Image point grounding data
----------------------------------------

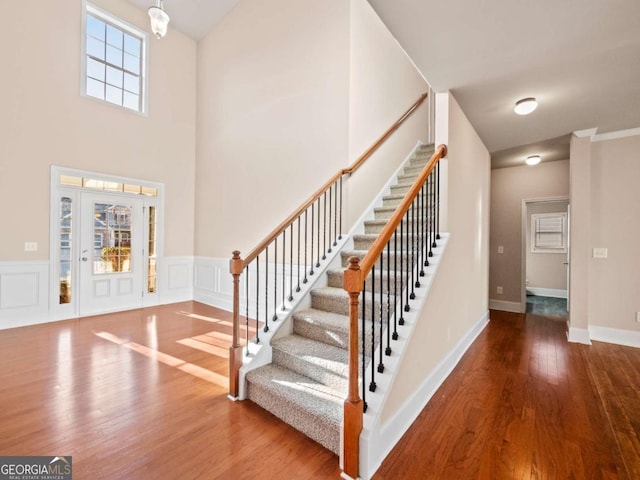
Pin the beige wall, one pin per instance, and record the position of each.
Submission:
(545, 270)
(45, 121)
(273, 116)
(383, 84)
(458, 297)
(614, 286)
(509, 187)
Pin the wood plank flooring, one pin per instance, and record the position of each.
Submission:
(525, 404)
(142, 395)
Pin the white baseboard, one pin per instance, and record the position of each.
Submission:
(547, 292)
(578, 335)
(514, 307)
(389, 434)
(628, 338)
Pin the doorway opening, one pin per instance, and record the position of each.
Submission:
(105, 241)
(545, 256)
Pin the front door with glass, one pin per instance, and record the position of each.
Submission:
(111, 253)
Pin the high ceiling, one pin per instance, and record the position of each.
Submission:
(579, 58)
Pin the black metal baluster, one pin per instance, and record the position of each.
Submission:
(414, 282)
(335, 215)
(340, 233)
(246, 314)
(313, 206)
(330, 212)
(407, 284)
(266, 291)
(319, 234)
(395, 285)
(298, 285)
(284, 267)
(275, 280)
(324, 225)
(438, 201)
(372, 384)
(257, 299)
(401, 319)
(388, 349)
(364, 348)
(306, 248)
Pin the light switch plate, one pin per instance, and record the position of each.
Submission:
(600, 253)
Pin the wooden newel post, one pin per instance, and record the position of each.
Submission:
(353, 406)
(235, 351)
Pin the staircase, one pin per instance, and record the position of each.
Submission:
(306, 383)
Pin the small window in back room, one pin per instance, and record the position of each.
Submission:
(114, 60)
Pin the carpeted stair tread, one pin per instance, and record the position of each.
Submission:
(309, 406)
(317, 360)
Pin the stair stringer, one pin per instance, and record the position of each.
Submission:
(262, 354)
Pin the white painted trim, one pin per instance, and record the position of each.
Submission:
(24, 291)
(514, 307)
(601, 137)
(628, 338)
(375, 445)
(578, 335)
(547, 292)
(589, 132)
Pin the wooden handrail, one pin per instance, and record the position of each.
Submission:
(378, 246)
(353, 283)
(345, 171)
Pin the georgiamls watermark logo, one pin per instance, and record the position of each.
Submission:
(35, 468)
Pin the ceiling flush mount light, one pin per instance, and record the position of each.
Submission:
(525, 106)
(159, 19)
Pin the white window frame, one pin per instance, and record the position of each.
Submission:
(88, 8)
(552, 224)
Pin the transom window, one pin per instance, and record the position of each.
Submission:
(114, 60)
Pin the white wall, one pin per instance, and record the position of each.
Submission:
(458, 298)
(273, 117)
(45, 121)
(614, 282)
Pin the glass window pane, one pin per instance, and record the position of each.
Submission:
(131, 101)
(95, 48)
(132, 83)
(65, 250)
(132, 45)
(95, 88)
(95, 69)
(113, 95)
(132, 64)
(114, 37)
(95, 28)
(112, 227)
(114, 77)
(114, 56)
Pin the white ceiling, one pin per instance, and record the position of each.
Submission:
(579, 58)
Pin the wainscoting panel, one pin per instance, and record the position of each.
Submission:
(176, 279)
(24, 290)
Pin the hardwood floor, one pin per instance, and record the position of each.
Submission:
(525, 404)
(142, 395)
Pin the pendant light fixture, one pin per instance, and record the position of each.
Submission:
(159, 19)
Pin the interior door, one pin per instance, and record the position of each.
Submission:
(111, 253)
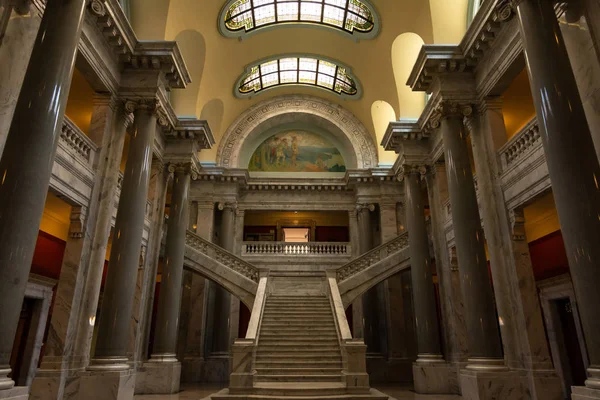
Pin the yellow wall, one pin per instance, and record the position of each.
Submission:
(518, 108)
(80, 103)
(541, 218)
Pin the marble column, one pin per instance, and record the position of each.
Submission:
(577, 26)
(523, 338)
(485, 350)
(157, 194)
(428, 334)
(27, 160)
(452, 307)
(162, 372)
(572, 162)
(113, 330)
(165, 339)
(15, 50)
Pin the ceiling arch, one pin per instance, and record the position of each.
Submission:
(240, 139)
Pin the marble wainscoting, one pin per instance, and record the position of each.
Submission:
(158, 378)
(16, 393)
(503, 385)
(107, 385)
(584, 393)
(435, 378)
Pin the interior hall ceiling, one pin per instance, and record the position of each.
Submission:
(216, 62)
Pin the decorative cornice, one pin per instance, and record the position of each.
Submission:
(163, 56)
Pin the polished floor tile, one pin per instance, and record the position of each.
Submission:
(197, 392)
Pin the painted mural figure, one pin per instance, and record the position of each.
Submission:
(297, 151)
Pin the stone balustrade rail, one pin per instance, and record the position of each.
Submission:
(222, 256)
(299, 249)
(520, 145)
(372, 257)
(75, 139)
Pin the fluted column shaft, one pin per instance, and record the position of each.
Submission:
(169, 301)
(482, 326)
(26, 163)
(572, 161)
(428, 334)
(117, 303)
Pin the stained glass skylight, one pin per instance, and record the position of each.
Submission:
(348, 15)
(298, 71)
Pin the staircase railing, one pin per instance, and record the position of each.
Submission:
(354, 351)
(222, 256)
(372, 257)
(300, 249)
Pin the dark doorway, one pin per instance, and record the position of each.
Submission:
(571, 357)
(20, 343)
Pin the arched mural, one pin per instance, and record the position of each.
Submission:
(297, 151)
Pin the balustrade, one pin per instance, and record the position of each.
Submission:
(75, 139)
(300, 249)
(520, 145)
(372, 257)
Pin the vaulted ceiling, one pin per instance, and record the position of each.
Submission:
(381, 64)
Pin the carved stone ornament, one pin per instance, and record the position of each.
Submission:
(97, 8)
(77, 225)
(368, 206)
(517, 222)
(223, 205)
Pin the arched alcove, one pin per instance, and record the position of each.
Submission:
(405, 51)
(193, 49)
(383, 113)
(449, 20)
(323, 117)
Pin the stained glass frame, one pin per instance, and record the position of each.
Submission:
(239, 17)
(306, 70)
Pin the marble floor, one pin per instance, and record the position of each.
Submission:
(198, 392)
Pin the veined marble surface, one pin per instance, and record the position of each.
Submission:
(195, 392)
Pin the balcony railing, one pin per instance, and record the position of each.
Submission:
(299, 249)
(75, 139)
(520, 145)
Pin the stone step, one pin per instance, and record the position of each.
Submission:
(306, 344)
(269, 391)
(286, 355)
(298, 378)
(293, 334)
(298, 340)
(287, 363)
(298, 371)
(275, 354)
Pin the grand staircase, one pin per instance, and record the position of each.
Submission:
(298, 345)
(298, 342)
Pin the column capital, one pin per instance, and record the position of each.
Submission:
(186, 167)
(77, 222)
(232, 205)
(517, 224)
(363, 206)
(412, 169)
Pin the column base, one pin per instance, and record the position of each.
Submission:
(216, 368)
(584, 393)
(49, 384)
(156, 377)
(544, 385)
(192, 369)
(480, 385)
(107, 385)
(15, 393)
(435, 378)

----------------------------------------

Work instructions: If a line in the records above holds the string "marble", copy it out.

Written solution:
Pin the marble column, one pin per instance, and record the position of each.
Pin the marble wainscoting, one pin per instance, and record the position of each.
Pin the marble floor, one pin per instance, and record the position of each.
Pin the veined marble surface, one pin per instance, and record the position of each.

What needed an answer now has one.